Your objective - Render the lines below as a Markdown table with the columns Row and Line, starting with the line that contains "tap the sky." and continuing through the line that contains "[0,0,800,288]", with blank lines omitted.

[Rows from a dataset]
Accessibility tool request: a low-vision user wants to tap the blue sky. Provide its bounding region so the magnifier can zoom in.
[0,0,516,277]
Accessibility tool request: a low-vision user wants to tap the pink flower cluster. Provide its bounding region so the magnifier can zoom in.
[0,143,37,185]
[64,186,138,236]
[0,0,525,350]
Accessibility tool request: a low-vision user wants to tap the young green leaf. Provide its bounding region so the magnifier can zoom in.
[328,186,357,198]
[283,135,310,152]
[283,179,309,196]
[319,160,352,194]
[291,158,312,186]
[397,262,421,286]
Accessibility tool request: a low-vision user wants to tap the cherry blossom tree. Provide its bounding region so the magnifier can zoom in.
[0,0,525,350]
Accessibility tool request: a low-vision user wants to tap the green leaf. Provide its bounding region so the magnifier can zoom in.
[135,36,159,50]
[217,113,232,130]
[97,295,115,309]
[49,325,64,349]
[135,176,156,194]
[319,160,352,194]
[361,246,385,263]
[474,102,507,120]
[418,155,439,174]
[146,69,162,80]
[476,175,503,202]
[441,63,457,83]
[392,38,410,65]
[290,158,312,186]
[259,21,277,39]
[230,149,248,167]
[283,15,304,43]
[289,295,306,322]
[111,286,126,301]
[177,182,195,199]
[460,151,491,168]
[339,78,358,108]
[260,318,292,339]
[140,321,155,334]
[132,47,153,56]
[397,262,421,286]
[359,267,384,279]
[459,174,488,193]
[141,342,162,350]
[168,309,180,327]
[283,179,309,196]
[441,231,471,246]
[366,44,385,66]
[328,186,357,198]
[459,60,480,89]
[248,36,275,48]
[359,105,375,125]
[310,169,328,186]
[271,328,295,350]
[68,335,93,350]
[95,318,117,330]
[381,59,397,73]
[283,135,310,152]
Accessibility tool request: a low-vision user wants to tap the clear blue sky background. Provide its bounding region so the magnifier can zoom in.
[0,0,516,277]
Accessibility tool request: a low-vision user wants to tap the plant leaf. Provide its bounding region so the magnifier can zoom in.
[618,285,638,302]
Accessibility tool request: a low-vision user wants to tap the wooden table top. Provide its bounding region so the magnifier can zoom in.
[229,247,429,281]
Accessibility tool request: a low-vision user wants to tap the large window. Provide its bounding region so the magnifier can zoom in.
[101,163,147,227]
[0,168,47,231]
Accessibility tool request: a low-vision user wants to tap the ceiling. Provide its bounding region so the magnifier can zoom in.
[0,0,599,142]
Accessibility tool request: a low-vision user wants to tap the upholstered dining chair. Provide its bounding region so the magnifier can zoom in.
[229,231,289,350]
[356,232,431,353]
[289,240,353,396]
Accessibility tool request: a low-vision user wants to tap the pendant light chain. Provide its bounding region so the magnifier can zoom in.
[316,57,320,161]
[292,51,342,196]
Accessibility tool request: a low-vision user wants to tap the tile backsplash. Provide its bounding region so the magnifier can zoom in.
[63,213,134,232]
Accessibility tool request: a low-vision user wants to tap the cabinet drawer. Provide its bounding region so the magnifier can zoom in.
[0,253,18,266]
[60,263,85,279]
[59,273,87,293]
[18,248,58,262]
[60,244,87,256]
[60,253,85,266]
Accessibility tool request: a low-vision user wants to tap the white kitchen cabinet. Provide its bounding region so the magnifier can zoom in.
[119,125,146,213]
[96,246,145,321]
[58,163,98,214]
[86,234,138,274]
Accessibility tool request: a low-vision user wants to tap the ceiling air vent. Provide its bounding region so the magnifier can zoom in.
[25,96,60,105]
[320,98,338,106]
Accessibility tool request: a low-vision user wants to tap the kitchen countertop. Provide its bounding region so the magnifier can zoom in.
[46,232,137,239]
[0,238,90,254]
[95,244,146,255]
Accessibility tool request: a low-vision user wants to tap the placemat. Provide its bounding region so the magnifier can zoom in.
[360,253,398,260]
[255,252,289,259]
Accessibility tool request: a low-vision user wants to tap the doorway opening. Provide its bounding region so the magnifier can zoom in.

---

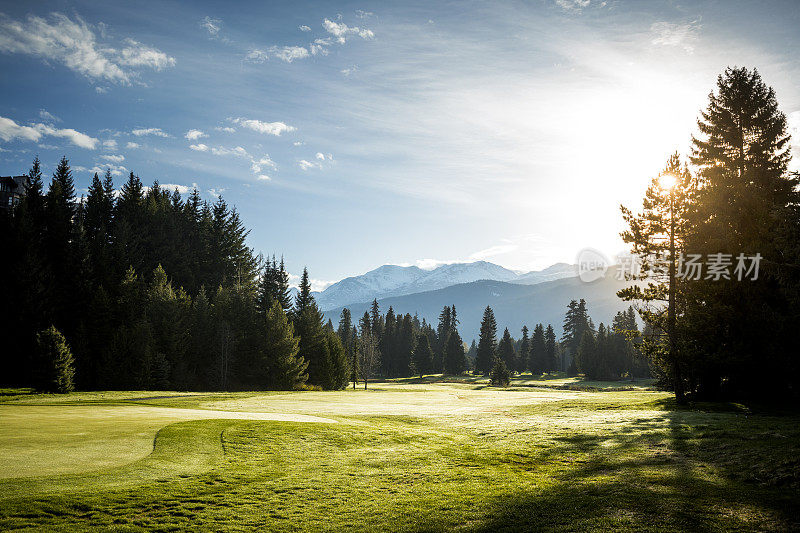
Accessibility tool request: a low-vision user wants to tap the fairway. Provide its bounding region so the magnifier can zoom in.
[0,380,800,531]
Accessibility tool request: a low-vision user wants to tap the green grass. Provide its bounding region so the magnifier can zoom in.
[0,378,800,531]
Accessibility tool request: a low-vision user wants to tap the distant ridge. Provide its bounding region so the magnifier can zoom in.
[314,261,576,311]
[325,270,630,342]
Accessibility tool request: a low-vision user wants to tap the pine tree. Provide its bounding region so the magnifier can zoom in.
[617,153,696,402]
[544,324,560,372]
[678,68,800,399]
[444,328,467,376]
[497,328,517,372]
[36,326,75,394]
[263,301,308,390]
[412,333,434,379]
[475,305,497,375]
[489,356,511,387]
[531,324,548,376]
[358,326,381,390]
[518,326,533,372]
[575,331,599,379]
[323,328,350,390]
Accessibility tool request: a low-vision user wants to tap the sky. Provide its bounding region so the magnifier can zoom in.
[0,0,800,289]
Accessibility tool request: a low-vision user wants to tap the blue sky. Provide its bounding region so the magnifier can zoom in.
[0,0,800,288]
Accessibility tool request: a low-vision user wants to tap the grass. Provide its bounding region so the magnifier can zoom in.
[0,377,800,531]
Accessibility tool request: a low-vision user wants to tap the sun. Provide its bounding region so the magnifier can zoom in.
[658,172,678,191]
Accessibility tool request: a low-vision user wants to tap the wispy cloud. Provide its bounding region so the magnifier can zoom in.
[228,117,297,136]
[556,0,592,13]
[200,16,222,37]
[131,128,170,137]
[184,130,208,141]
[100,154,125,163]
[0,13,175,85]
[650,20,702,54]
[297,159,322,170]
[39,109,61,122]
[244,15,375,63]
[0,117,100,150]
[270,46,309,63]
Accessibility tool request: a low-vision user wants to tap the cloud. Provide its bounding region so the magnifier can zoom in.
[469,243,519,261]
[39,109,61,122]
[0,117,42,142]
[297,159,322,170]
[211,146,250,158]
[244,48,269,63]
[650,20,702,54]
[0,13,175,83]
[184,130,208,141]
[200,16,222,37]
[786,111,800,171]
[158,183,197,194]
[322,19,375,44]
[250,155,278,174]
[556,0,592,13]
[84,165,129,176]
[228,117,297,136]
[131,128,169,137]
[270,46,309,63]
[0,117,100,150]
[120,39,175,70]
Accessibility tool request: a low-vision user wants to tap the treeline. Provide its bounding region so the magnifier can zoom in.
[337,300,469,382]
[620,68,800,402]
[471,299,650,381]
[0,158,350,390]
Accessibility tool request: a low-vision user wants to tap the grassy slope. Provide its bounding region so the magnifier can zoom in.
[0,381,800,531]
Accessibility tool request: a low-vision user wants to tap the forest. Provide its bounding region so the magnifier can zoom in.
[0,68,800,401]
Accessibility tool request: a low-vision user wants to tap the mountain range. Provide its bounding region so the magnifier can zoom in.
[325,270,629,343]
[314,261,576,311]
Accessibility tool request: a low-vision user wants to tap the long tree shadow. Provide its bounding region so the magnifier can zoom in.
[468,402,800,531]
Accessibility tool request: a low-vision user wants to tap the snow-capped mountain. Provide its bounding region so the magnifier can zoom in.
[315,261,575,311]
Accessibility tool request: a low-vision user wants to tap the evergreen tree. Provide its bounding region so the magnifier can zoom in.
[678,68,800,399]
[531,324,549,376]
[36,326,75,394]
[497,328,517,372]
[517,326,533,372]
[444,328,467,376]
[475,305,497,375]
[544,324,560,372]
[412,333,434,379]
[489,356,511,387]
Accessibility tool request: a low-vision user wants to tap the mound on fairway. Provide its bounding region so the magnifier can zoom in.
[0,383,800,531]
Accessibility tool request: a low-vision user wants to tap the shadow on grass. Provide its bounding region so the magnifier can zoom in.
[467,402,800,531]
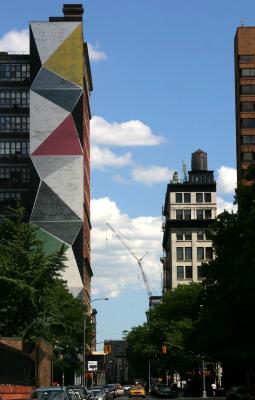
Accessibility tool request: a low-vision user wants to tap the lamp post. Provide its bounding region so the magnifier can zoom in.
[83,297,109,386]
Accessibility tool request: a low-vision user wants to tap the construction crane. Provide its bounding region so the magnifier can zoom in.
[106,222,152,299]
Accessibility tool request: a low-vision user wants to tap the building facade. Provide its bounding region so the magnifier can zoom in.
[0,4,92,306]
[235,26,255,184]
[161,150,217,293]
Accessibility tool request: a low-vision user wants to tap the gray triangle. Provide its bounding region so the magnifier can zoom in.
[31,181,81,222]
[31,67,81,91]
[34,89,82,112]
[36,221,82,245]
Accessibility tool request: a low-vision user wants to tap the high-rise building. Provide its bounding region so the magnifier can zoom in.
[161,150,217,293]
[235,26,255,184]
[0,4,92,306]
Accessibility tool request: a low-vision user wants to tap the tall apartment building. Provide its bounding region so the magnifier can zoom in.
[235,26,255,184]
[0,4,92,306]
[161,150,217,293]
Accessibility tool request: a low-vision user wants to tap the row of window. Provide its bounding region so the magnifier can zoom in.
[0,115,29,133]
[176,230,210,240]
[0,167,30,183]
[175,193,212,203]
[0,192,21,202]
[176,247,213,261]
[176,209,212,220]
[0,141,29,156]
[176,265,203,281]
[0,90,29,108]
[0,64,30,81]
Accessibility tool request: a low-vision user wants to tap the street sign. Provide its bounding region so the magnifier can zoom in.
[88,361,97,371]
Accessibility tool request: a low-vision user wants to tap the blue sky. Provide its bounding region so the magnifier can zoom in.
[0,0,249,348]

Task answer -
| Row | Line |
|---|---|
| 1 | Accessibility tool request: a low-vision user wants to tap the sky. Provide its bounding region so the magnifier can zoom in. |
| 2 | [0,0,800,289] |
| 3 | Accessibility tool request: a low-vision user wants to tap the blue sky. Provide its bounding region so the magnifier can zoom in. |
| 4 | [0,0,800,288] |